___ DATA ENTRIES

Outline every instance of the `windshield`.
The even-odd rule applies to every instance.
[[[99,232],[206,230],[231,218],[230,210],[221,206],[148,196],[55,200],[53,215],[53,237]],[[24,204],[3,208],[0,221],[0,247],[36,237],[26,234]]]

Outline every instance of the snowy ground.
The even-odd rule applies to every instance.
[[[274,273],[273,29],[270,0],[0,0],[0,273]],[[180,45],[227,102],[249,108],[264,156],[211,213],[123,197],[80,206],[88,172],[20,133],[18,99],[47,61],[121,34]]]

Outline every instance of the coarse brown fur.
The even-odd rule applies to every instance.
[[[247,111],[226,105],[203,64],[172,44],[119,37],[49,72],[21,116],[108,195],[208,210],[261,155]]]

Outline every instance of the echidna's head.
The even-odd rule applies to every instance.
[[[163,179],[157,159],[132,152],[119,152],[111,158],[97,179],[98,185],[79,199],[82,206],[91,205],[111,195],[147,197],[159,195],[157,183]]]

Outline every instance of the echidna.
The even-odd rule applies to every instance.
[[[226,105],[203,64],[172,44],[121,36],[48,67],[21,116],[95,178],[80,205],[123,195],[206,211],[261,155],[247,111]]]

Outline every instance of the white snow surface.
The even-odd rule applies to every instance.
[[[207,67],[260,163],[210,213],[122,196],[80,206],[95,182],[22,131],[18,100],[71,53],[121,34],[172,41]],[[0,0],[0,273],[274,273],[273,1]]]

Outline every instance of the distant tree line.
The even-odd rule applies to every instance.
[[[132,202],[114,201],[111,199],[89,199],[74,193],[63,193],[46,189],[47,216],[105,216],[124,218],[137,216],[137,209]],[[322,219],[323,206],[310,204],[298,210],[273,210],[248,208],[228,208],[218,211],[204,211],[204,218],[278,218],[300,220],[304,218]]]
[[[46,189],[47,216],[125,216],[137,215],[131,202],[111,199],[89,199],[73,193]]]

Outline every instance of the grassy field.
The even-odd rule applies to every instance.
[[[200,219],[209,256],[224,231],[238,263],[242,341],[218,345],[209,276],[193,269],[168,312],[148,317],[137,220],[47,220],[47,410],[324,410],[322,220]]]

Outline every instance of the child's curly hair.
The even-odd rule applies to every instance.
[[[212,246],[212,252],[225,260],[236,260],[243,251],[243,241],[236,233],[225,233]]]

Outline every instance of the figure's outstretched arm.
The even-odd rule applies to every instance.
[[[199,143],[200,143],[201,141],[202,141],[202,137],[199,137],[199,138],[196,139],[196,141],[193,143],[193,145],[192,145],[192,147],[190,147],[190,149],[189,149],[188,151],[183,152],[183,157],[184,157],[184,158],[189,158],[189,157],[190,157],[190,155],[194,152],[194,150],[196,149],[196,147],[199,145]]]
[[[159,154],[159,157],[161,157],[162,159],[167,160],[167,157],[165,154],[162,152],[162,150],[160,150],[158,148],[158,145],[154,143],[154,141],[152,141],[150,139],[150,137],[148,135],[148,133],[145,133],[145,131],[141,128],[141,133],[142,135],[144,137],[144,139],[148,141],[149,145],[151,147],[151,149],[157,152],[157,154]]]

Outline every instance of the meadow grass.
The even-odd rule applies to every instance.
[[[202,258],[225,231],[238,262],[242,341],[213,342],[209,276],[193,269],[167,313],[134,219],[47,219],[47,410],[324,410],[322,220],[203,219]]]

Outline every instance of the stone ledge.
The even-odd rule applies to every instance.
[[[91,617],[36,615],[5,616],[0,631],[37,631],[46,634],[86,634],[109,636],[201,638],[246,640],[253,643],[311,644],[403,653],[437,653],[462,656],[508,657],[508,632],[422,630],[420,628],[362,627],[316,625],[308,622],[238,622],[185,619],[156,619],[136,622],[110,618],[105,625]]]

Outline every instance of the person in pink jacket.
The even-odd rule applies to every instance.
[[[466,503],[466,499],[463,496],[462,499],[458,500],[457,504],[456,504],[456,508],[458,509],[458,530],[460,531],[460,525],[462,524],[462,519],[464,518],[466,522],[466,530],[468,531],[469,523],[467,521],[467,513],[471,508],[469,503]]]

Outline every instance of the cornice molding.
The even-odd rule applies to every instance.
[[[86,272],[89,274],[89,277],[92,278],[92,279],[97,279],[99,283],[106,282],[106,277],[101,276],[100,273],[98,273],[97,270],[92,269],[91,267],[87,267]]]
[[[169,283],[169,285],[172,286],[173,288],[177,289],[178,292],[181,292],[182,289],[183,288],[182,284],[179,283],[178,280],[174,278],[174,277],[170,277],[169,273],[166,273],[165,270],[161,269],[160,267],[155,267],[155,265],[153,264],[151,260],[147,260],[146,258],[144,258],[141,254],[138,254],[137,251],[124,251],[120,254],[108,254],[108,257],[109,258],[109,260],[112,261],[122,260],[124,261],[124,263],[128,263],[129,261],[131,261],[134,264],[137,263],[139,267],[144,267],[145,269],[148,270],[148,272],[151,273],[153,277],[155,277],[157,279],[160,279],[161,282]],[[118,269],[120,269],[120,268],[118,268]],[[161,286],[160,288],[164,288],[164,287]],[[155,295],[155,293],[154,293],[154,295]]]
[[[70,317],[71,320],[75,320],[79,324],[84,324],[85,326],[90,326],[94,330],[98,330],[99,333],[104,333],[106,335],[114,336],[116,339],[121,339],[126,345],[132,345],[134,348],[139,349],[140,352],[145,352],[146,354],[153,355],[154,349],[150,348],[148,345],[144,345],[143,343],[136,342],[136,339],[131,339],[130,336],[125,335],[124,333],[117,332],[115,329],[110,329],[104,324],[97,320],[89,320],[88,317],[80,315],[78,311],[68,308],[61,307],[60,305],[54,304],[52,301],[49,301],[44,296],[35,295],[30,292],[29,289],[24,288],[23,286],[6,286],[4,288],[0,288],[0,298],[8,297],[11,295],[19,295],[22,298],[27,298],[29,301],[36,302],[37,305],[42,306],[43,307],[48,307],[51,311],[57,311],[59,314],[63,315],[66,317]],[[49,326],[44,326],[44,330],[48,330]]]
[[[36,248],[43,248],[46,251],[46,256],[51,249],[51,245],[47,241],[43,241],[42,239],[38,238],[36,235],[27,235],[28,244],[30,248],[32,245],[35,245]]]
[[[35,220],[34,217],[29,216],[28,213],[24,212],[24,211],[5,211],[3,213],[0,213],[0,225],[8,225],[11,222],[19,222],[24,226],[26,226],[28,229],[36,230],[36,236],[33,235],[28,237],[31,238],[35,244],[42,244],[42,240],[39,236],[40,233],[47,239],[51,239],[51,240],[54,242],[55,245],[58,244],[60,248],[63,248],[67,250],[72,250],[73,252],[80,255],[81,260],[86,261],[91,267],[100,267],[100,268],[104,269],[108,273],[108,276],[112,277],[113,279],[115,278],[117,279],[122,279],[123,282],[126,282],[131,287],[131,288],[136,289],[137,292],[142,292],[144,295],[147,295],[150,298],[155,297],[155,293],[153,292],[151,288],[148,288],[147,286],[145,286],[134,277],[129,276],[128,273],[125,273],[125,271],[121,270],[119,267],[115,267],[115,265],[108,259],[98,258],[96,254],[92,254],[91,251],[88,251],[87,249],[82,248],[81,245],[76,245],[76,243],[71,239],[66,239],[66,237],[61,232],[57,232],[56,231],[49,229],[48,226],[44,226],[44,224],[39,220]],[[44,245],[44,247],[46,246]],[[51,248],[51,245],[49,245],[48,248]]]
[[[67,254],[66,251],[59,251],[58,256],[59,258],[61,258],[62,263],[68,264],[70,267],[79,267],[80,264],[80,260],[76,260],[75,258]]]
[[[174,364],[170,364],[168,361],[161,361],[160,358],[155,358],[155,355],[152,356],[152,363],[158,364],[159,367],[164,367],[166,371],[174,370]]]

______

AIM: Retype the records above exactly.

CORRECT ANSWER:
Outline every instance of the `windshield`.
The even-odd rule applies to every instance.
[[[99,232],[206,230],[231,218],[230,210],[221,206],[148,196],[55,200],[53,215],[53,237]],[[24,204],[3,208],[0,221],[0,247],[36,237],[26,234]]]

Outline every instance of the snowy ground.
The even-odd rule applies to every instance.
[[[274,273],[273,29],[270,0],[0,0],[0,273]],[[180,45],[227,102],[249,108],[264,156],[211,213],[123,197],[80,206],[88,172],[20,133],[18,99],[47,61],[121,34]]]

Outline every instance of the coarse brown fur.
The even-odd rule applies to every instance.
[[[247,111],[226,105],[203,64],[172,44],[119,37],[49,72],[21,116],[108,195],[208,210],[261,155]]]

Outline every instance of the echidna's head.
The even-odd rule applies to every instance.
[[[163,179],[157,159],[132,152],[119,152],[111,158],[97,179],[98,185],[79,199],[82,206],[91,205],[111,195],[147,197],[159,195],[157,183]]]

Outline every instance of the echidna.
The even-odd rule applies to every instance.
[[[226,105],[203,64],[172,44],[121,36],[48,67],[21,116],[95,178],[80,205],[123,195],[206,211],[261,155],[247,111]]]

Outline every instance of the white snow surface.
The even-odd rule applies to every instance.
[[[207,67],[260,163],[210,213],[122,196],[80,206],[95,182],[22,131],[18,100],[71,53],[121,34],[172,41]],[[0,0],[0,273],[274,273],[273,1]]]

Outline every instance of the distant tree line.
The even-odd rule applies to every instance.
[[[132,202],[114,201],[111,199],[89,199],[74,193],[63,193],[46,189],[47,216],[105,216],[124,218],[137,216],[137,209]],[[322,219],[323,206],[310,204],[298,210],[273,210],[248,208],[228,208],[218,211],[204,211],[204,218],[278,218],[300,220],[304,218]]]
[[[46,189],[47,216],[125,216],[137,215],[131,202],[111,199],[89,199],[73,193]]]

Outline every instance of the grassy field.
The even-odd rule applies to every instance.
[[[200,219],[209,256],[224,231],[238,263],[242,341],[218,345],[209,276],[193,269],[168,312],[148,317],[137,220],[47,220],[47,410],[324,410],[322,220]]]

Outline every instance of the child's curly hair.
The even-odd rule applies to every instance.
[[[212,246],[212,252],[225,260],[236,260],[243,251],[243,241],[236,233],[225,233]]]

Outline every instance of the figure's outstretched arm.
The even-odd rule applies to every instance.
[[[199,143],[200,143],[201,141],[202,141],[202,137],[199,137],[199,138],[196,139],[196,141],[193,143],[193,145],[192,145],[192,147],[190,147],[190,149],[189,149],[188,151],[183,152],[183,157],[184,157],[184,158],[189,158],[189,157],[190,157],[190,155],[194,152],[194,150],[196,149],[196,147],[199,145]]]
[[[159,154],[159,157],[161,157],[162,159],[167,160],[167,157],[165,154],[162,152],[162,150],[160,150],[158,148],[158,145],[154,143],[154,141],[152,141],[150,139],[150,137],[148,135],[148,133],[145,133],[145,131],[141,128],[141,133],[142,135],[144,137],[144,139],[148,141],[149,145],[151,147],[151,149],[157,152],[157,154]]]

Outline every instance of the meadow grass.
The even-odd rule applies to every instance.
[[[202,258],[225,231],[238,262],[242,341],[213,342],[209,276],[193,269],[167,313],[134,219],[47,219],[47,410],[324,410],[322,220],[203,219]]]

Outline every instance of the stone ledge.
The even-odd rule applies to every instance.
[[[91,617],[36,615],[5,616],[0,631],[37,631],[46,634],[86,634],[109,636],[201,638],[246,640],[253,643],[311,644],[403,653],[437,653],[462,656],[508,657],[508,632],[422,630],[420,628],[362,627],[316,625],[308,622],[238,622],[185,619],[156,619],[136,622],[110,618],[105,625]]]

Outline every instance of the person in pink jacket.
The even-odd rule applies to every instance.
[[[466,503],[466,499],[463,496],[462,499],[458,500],[457,504],[456,504],[456,508],[458,509],[458,530],[460,531],[460,525],[462,524],[462,519],[464,518],[466,522],[466,530],[468,531],[469,523],[467,521],[467,513],[471,508],[469,503]]]

Outline every instance of the cornice molding.
The even-odd rule applies to every instance.
[[[86,272],[89,274],[89,277],[92,278],[92,279],[97,279],[99,283],[106,282],[106,277],[101,276],[100,273],[98,273],[97,270],[92,269],[91,267],[87,267]]]
[[[169,283],[169,285],[172,286],[173,288],[177,289],[178,292],[181,292],[182,289],[183,288],[182,284],[179,283],[178,280],[174,278],[174,277],[170,277],[169,273],[166,273],[165,270],[161,269],[160,267],[155,267],[155,265],[153,264],[151,260],[147,260],[146,258],[144,258],[141,254],[138,254],[137,251],[124,251],[120,254],[108,254],[108,257],[109,258],[109,260],[112,261],[122,260],[124,261],[124,263],[128,263],[129,261],[131,261],[134,264],[137,263],[139,267],[144,267],[145,269],[148,270],[148,272],[151,273],[153,277],[155,277],[157,279],[160,279],[161,282]],[[118,269],[120,269],[120,268],[118,268]],[[161,286],[160,288],[164,288],[164,287]],[[155,295],[155,293],[154,293],[154,295]]]
[[[70,317],[71,320],[75,320],[79,324],[84,324],[85,326],[90,326],[94,330],[98,330],[99,333],[104,333],[106,335],[114,336],[116,339],[121,339],[126,345],[132,345],[134,348],[139,349],[140,352],[145,352],[146,354],[153,355],[154,349],[150,348],[148,345],[144,345],[143,343],[136,342],[136,339],[131,339],[130,336],[125,335],[124,333],[117,332],[115,329],[110,329],[104,324],[97,320],[89,320],[88,317],[80,315],[78,311],[68,308],[61,307],[60,305],[54,304],[52,301],[49,301],[44,296],[35,295],[30,292],[29,289],[24,288],[23,286],[6,286],[4,288],[0,288],[0,298],[8,297],[11,295],[19,295],[22,298],[27,298],[29,301],[36,302],[37,305],[42,306],[43,307],[48,307],[51,311],[57,311],[59,314],[63,315],[66,317]],[[49,326],[44,326],[44,330],[48,330]]]
[[[36,248],[43,248],[46,251],[46,256],[51,249],[51,245],[47,241],[43,241],[42,239],[38,238],[36,235],[27,235],[28,244],[30,248],[32,245],[35,245]]]
[[[35,220],[34,217],[29,216],[28,213],[24,212],[24,211],[5,211],[3,213],[0,213],[0,225],[8,225],[11,222],[19,222],[24,226],[26,226],[28,229],[36,230],[36,236],[33,235],[28,237],[31,238],[35,244],[42,244],[42,240],[39,236],[40,233],[47,239],[51,239],[51,240],[54,242],[55,245],[58,244],[60,248],[63,248],[67,250],[72,250],[73,252],[80,255],[81,260],[86,261],[91,267],[100,267],[100,268],[104,269],[108,273],[108,276],[112,277],[113,279],[115,278],[117,279],[122,279],[123,282],[126,282],[131,287],[131,288],[136,289],[137,292],[142,292],[144,295],[147,295],[150,298],[155,297],[155,293],[153,292],[151,288],[148,288],[147,286],[145,286],[134,277],[129,276],[128,273],[125,273],[125,271],[121,270],[119,267],[115,267],[115,265],[108,259],[98,258],[96,254],[92,254],[91,251],[88,251],[87,249],[82,248],[81,245],[76,245],[76,243],[71,239],[66,239],[66,237],[61,232],[57,232],[56,231],[49,229],[48,226],[44,226],[44,224],[39,220]],[[44,245],[44,247],[46,246]],[[51,248],[51,245],[49,245],[48,248]]]
[[[67,254],[66,251],[59,251],[58,256],[59,258],[61,258],[62,263],[68,264],[70,267],[79,267],[80,264],[80,260],[76,260],[75,258]]]
[[[174,364],[170,364],[168,361],[161,361],[160,358],[155,358],[155,355],[152,356],[152,363],[158,364],[159,367],[164,367],[166,371],[174,370]]]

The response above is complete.